--- SUPPLIED TEXT ---
--

Rsync vs SCP — Choosing the Right Transfer Tool
Both rsync and scp use SSH for secure file transfers, but they solve different problems. This guide helps you choose the right tool for each situation.
SCP copies entire files every time. Rsync compares source and destination, then transfers only what changed. For repeated operations, rsync can be 10–100x faster.
Side-by-Side Comparison
| Feature | Rsync | SCP |
|---|---|---|
| Transfer Type | Delta-based (only changed blocks) | Full file copy (everything, every time) |
| Resume Interrupted Transfer | Yes (--partial) | No |
| Delete Extra Files (Mirror) | Yes (--delete) | No |
| Dry Run (Preview) | Yes (--dry-run) | No |
| Compression | Yes (-z) | Yes (-C) |
| Checksum Verification | Block-by-block checksums | Basic transfer ack only |
| Permission Preservation | Full (-a flag) | Basic (-p flag) |
| Recursive Directory Copy | Yes (-a or -r) | Yes (-r) |
| Bandwidth Efficiency | High (transfers only diffs) | Low (full retransfer) |
| Installed by Default | Usually (not always) | Yes (with OpenSSH) |
| Best For | Backups, sync, deployment | Quick one-time copies |
Syntax Comparison
| Operation | Rsync | SCP |
|---|---|---|
| Upload a file | rsync -avz file user@server:/path/ | scp file user@server:/path/ |
| Upload a directory | rsync -avz dir/ user@server:/path/ | scp -r dir/ user@server:/path/ |
| Download a file | rsync -avz user@server:/file ./ | scp user@server:/file ./ |
| Resume interrupted transfer | rsync -avzP file user@server:/path/ | Not supported |
| Mirror (delete extras) | rsync -avz --delete src/ user@server:/dest/ | Not supported |
| Preview changes | rsync -avz --dry-run src/ dest/ | Not supported |
When to Use Rsync
Rsync excels in repeated, automated, or large-scale file operations:
| Scenario | Why Rsync Wins |
|---|---|
| Daily server backups | Transfers only files that changed since the last backup |
| Application deployment | Syncs code changes without re-uploading the entire project |
| Server migration | Handles large directory trees efficiently with resume support |
| Staging ↔ Production sync | Keeps environments mirrored with --delete |
| Database dump backups | Incrementally syncs .sql or .sql.gz files |
| Configuration management | Syncs /etc/ configs or Docker files across multiple servers |
| Bandwidth-limited VPS | Minimizes network load through delta transfer |
Example: Daily Application Backup
# Sync web application to backup server (only changes transferred)

--

--- DATA PROVIDED ---

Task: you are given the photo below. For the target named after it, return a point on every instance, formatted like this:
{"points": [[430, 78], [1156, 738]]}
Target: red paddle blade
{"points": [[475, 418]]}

--

--- STATED EXERCISE A ---
According to the rsync vs scp guide, which flag enables compression in SCP?
--- STATED EXERCISE B ---
Continue the guide comparing rsync and scp from its last line.

--- TASK RESPONSE A ---
-C

--- TASK RESPONSE B ---
rsync -avz --delete /var/www/html/ user@backup-server:/backups/www/
# Sync database dumps
rsync -avzP /var/backups/mysql/ user@backup-server:/backups/mysql/
# Sync Nginx configs
rsync -av /etc/nginx/ user@backup-server:/backups/config/nginx/
When to Use SCP
SCP is best for quick, one-time, simple transfers:
| Scenario | Why SCP Wins |
|---|---|
| Quick one-time file copy | Simpler syntax — no flags required |
| Transferring compressed archives | .tar.gz, .sql.gz, .zip — already compressed, delta transfer doesn't help |
| Remote server lacks rsync | SCP comes with OpenSSH, always available |
| Sharing config files between colleagues | One-line command, intuitive |
| Emergency file recovery | Quick and reliable when speed matters |
Example: One-Time Transfers
# Copy a database dump to a remote server
scp /var/backups/database.sql.gz user@server:/backups/
# Grab a config file from a remote server
scp user@server:/etc/nginx/nginx.conf ./
# Send a script to a colleague's server
scp deploy.sh user@colleague-server:/tmp/
Performance: Why It Matters
First Transfer (No Existing Data at Destination)
Both tools perform similarly — everything must be sent:
Rsync: ████████████████████████ 1 GB sent (~60 seconds)
SCP: ████████████████████████ 1 GB sent (~60 seconds)
Subsequent Transfers (Small Changes)
This is where rsync dramatically outperforms scp:
Rsync: ██ 20 MB sent (~2 seconds)
SCP: ████████████████████████ 1 GB sent (~60 seconds)
| Metric | Rsync (Incremental) | SCP |
|---|---|---|
| Data transferred | ~20 MB (only changes) | ~1 GB (full re-upload) |
| Time | ~2 seconds | ~60 seconds |
| Network usage | Minimal | Full bandwidth |
| CPU usage | Slightly higher (checksum calc) | Moderate (straight copy) |
For a typical production web application with daily backups, rsync saves 95%+ bandwidth after the initial sync. This matters significantly on metered VPS connections.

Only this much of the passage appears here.